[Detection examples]
┏━━

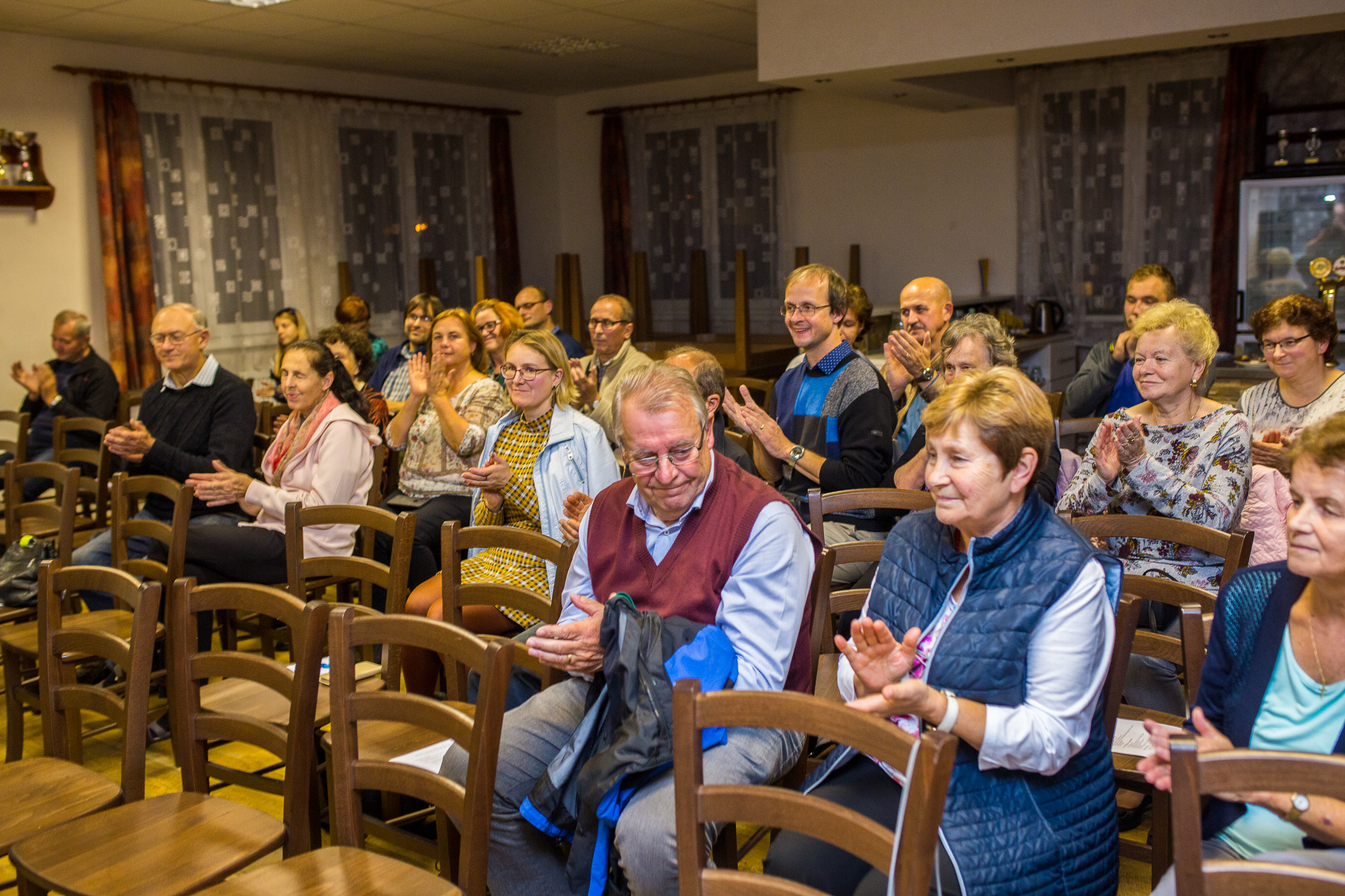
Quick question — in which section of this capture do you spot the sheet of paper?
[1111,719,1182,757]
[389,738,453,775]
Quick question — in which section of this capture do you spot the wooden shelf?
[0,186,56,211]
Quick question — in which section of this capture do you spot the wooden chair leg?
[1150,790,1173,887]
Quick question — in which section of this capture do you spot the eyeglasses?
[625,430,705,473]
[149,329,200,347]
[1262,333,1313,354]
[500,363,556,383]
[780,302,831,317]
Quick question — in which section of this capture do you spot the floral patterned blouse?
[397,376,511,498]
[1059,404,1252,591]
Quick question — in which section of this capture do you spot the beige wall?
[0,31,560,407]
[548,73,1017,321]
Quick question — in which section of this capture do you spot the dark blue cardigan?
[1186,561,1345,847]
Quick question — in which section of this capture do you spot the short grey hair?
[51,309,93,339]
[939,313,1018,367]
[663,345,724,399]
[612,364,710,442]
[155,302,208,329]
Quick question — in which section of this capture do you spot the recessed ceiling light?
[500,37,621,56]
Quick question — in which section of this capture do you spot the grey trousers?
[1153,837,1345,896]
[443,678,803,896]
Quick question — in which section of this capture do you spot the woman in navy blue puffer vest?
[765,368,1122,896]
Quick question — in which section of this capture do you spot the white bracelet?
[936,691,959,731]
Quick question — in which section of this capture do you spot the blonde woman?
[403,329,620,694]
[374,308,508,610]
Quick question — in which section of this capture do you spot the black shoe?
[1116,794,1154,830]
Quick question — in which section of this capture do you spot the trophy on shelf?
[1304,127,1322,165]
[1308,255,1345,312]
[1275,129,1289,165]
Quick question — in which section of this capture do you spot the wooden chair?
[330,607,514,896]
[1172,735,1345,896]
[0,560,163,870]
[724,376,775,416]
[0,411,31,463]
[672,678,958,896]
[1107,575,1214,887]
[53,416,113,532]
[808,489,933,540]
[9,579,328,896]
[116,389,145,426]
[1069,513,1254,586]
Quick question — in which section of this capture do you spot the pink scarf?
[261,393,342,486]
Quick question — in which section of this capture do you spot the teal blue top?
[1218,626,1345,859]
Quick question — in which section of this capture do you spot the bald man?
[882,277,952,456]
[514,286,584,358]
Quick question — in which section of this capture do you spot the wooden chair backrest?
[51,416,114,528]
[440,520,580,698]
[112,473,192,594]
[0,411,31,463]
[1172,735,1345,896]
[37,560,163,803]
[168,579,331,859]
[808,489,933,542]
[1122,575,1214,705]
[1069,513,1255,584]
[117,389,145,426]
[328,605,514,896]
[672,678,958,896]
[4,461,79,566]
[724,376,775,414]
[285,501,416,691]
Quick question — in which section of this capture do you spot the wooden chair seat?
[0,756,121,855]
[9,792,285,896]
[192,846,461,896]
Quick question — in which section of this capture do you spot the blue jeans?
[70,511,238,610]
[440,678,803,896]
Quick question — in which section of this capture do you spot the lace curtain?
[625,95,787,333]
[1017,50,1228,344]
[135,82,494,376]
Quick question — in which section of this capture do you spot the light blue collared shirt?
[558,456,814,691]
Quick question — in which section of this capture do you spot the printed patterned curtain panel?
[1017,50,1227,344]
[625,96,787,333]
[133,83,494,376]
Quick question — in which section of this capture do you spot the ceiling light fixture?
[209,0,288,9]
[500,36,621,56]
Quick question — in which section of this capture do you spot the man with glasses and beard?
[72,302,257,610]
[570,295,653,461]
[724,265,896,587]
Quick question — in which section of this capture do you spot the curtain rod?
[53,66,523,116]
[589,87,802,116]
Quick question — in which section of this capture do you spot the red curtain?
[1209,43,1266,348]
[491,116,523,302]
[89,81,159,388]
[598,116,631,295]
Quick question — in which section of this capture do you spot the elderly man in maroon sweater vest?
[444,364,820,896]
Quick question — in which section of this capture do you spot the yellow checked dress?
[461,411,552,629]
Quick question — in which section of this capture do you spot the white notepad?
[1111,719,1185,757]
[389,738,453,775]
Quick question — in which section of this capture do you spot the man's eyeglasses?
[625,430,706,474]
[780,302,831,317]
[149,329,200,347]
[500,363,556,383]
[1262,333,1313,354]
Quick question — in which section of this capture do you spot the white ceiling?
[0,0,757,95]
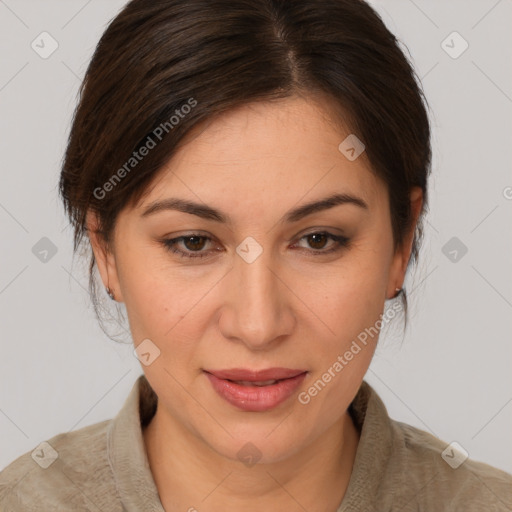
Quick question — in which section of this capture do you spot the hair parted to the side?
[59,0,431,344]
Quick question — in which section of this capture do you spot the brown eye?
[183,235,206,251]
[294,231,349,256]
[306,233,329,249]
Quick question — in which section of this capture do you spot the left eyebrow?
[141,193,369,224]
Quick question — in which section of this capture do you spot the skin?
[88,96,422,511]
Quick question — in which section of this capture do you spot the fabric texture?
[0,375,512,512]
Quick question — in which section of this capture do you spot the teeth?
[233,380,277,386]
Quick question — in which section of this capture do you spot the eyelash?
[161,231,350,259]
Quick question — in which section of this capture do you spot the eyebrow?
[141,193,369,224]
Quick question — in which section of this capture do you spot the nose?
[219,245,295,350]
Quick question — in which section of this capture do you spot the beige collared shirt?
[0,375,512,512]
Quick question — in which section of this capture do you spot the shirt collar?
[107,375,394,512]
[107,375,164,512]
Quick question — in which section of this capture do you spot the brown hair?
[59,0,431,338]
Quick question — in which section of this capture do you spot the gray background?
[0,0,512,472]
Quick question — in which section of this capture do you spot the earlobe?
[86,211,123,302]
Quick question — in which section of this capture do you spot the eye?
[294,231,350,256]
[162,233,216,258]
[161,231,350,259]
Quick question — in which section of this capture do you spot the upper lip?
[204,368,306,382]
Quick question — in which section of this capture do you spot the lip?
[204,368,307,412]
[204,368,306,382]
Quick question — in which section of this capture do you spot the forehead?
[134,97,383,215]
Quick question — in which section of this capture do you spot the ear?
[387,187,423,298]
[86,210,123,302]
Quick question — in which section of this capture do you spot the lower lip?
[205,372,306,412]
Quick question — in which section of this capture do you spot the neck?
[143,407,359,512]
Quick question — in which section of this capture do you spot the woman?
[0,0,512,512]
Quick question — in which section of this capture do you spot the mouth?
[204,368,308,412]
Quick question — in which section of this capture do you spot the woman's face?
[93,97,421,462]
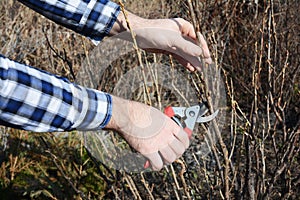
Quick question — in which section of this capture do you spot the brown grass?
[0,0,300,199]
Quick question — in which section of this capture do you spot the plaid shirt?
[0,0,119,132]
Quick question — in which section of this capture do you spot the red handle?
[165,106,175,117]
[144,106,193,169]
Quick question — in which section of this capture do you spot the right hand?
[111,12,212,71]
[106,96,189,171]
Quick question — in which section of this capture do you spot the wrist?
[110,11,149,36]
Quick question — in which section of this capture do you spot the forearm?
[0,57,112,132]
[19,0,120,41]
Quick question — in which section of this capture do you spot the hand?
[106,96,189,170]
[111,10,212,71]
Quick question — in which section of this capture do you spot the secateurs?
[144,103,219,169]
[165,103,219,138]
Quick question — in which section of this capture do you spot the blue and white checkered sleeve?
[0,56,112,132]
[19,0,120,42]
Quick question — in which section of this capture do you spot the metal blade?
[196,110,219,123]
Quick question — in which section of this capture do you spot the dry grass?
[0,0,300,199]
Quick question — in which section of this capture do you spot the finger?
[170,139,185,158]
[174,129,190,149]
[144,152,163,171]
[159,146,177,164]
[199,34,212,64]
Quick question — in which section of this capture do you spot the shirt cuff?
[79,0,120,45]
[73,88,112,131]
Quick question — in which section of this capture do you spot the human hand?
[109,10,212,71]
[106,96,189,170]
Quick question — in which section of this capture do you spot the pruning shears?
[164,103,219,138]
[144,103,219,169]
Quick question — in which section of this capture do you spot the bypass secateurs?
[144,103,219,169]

┗━━

**YOUR GOAL**.
Copy out every line of the records above word for word, leaving out the pictures.

**EXERCISE SOLUTION**.
Quick question — in which section of this capture do you spot the sheet of paper?
[1111,719,1182,757]
[389,738,453,775]
Quick question — in which section of this capture do you spot the wooden shelf?
[0,186,56,211]
Quick question — in which section of this capture do you spot the wooden chair leg?
[1150,790,1173,887]
Quick question — in which section of this capture do you spot the eyeglasses?
[625,430,705,473]
[149,329,200,347]
[1262,333,1313,354]
[500,363,556,383]
[780,302,831,317]
Quick question — in which section of this capture do you spot the floral patterned blouse?
[397,376,511,498]
[1059,404,1252,591]
Quick question — in which section of this capture do you spot the beige wall?
[0,31,560,407]
[548,73,1017,321]
Quick question — in which section of this capture do you spot the dark blue cardigan?
[1186,561,1345,847]
Quick question — in which section of this capture do you spot the short grey hair?
[51,309,93,339]
[939,313,1018,367]
[663,345,724,399]
[612,364,710,442]
[155,302,208,329]
Quick question — in which section of this capture do you spot the recessed ceiling light?
[500,37,621,56]
Quick question — in which section of this capture do you spot the grey trousers?
[1153,837,1345,896]
[443,678,803,896]
Quick question — in which section of this capture do you spot the woman in navy blue puffer vest?
[765,368,1122,896]
Quick question — in which section of this capture do you spot the white bracelet?
[936,691,959,731]
Quick question — in which section of this capture do you spot the blonde woman?
[403,329,620,694]
[374,308,508,610]
Quick question — in which section of this capture do you spot the black shoe?
[1116,794,1154,830]
Quick question — in which section of this capture do you spot the trophy on shelf?
[1304,127,1322,165]
[1308,255,1345,312]
[1275,129,1289,165]
Quick question — in which section of this capture do you spot the wooden chair?
[330,607,514,896]
[1172,735,1345,896]
[0,560,163,870]
[724,376,775,416]
[0,411,31,463]
[672,678,958,896]
[1107,575,1214,887]
[53,416,113,532]
[808,489,933,540]
[9,579,328,896]
[116,389,145,426]
[1069,513,1254,586]
Quick question — in which section of this capture do you spot the pink scarf?
[261,393,342,486]
Quick question — in which section of this capture do you spot the teal blue top?
[1218,626,1345,859]
Quick question — in which section of this capture do you spot the bald man?
[882,277,952,456]
[514,286,584,358]
Quick question — in which section of this capture do you spot the wooden chair backrest?
[51,416,114,528]
[440,520,580,698]
[112,473,192,594]
[0,411,31,463]
[1172,735,1345,896]
[37,560,163,803]
[168,579,331,859]
[808,489,933,542]
[1122,575,1214,705]
[1069,513,1255,584]
[117,389,145,426]
[328,605,514,896]
[672,678,958,896]
[4,461,79,566]
[724,376,775,414]
[285,501,416,691]
Quick question — in which section of this capture do you spot the wooden chair seat?
[0,756,121,855]
[9,792,285,896]
[192,846,461,896]
Quick question — in which section of this capture do you spot the blue jeans?
[70,511,238,610]
[440,678,803,896]
Quick question — in which section of this capture do you spot the lace curtain?
[625,95,787,333]
[1017,50,1228,344]
[135,82,494,376]
Quick question — in which section of this capture do you spot the light blue collared shirt?
[558,456,814,691]
Quick question — in which section of this capture do you spot the printed patterned curtain panel?
[1017,50,1227,344]
[625,96,787,333]
[133,83,494,376]
Quick question — in which section of this capture do you spot the ceiling light fixture?
[209,0,288,9]
[500,36,621,56]
Quick question — in which section of this capture do you spot the man with glasses and beard?
[72,302,257,610]
[570,295,653,461]
[724,265,896,587]
Quick question — in which section of this capture do you spot the curtain rod?
[53,66,523,116]
[589,87,802,116]
Quick question — in which section of this capture do you spot the red curtain?
[1209,43,1266,348]
[491,116,523,302]
[89,81,159,388]
[598,116,631,295]
Quick question — in which section of this capture do you spot the elderly man in maroon sweater vest?
[444,364,820,896]
Quick question — in which section of this capture do you spot the yellow checked dress?
[461,411,552,629]
Quick question — in which section of this capture do you spot the white notepad?
[1111,719,1185,757]
[389,738,453,775]
Quick question — in which section of this capture do you spot the man's eyeglasses?
[625,430,706,474]
[780,302,831,317]
[149,329,200,347]
[500,363,556,383]
[1262,333,1313,354]
Quick question — in which section of this capture do you spot the white ceiling?
[0,0,757,95]
Quick question — in which section of this capture do you spot the hair parted to the side?
[59,0,431,344]
Quick question — in which section of this capture do you spot the brown eye?
[183,235,206,251]
[294,231,349,256]
[306,233,329,249]
Quick question — in which section of this capture do you spot the left eyebrow?
[141,193,369,224]
Quick question — in which section of this capture do you spot the skin?
[88,96,422,511]
Quick question — in which section of this capture do you spot the fabric texture?
[0,375,512,512]
Quick question — in which section of this capture do you spot the teeth?
[233,380,277,386]
Quick question — in which section of this capture do you spot the eyelash?
[161,231,350,259]
Quick question — in which section of this capture do you spot the eyebrow?
[141,193,369,224]
Quick question — in which section of this capture do you spot the nose?
[219,245,295,350]
Quick question — in which section of this capture do you spot the beige collared shirt?
[0,375,512,512]
Quick question — in which section of this capture do you spot the shirt collar?
[107,375,394,512]
[107,375,164,512]
Quick question — in which section of this capture do you spot the brown hair?
[59,0,431,338]
Quick question — in which section of this capture do you spot the gray background?
[0,0,512,472]
Quick question — in which section of this capture do you spot the earlobe?
[86,211,123,302]
Quick question — in which section of this capture do you spot the eye?
[294,231,350,256]
[162,233,216,258]
[161,231,350,259]
Quick question — in which section of this capture do you spot the upper lip?
[204,368,306,382]
Quick question — in which section of this capture do you spot the lip?
[204,368,307,412]
[204,368,306,382]
Quick question — in which section of this capture do you spot the forehead?
[134,97,383,215]
Quick question — in which section of this capture do you spot the ear?
[387,187,423,298]
[86,210,123,302]
Quick question — in which section of this capture do you spot the lower lip?
[205,372,306,412]
Quick question — in which section of this capture do you spot the neck?
[143,407,359,512]
Quick question — in which section of this capture do you spot the woman?
[0,0,512,512]
Quick question — in which section of this capture do you spot the mouth?
[204,368,308,412]
Quick question — in which section of this capture do you spot the woman's face?
[93,97,421,462]
Quick question — in which section of this capture do you spot the brown grass?
[0,0,300,199]
Quick question — in which section of this capture do you spot the plaid shirt?
[0,0,119,132]
Quick question — in which section of this capture do you spot the red handle?
[165,106,175,117]
[144,106,193,169]
Quick question — in which section of this capture do you spot the right hand?
[111,12,212,71]
[106,96,189,171]
Quick question — in which section of this capture do you spot the wrist?
[110,11,149,36]
Quick question — in which section of this capture do you spot the forearm?
[0,57,112,132]
[19,0,120,41]
Quick question — in which section of this capture do you spot the hand?
[106,96,189,170]
[111,10,212,71]
Quick question — in which section of this capture do you spot the secateurs?
[144,103,219,169]
[165,103,219,138]
Quick question — in which section of this capture do you spot the blue and white checkered sleeve?
[0,56,112,132]
[19,0,120,42]
Quick question — in which section of this capture do you spot the metal blade?
[196,110,219,123]
Quick question — in which section of this capture do you spot the dry grass?
[0,0,300,199]
Quick question — in which section of this capture do you spot the finger?
[170,139,185,158]
[174,129,190,149]
[144,152,163,171]
[159,146,177,164]
[199,34,212,64]
Quick question — in which section of this capture do you spot the shirt cuff?
[79,0,120,45]
[73,88,112,131]
Quick question — in which section of this capture do you spot the human hand?
[109,10,212,71]
[106,96,189,170]
Quick question — in which section of this capture do you spot the pruning shears?
[164,103,219,138]
[144,103,219,169]
Quick question — in which section of this capture do you spot the bypass secateurs?
[144,103,219,169]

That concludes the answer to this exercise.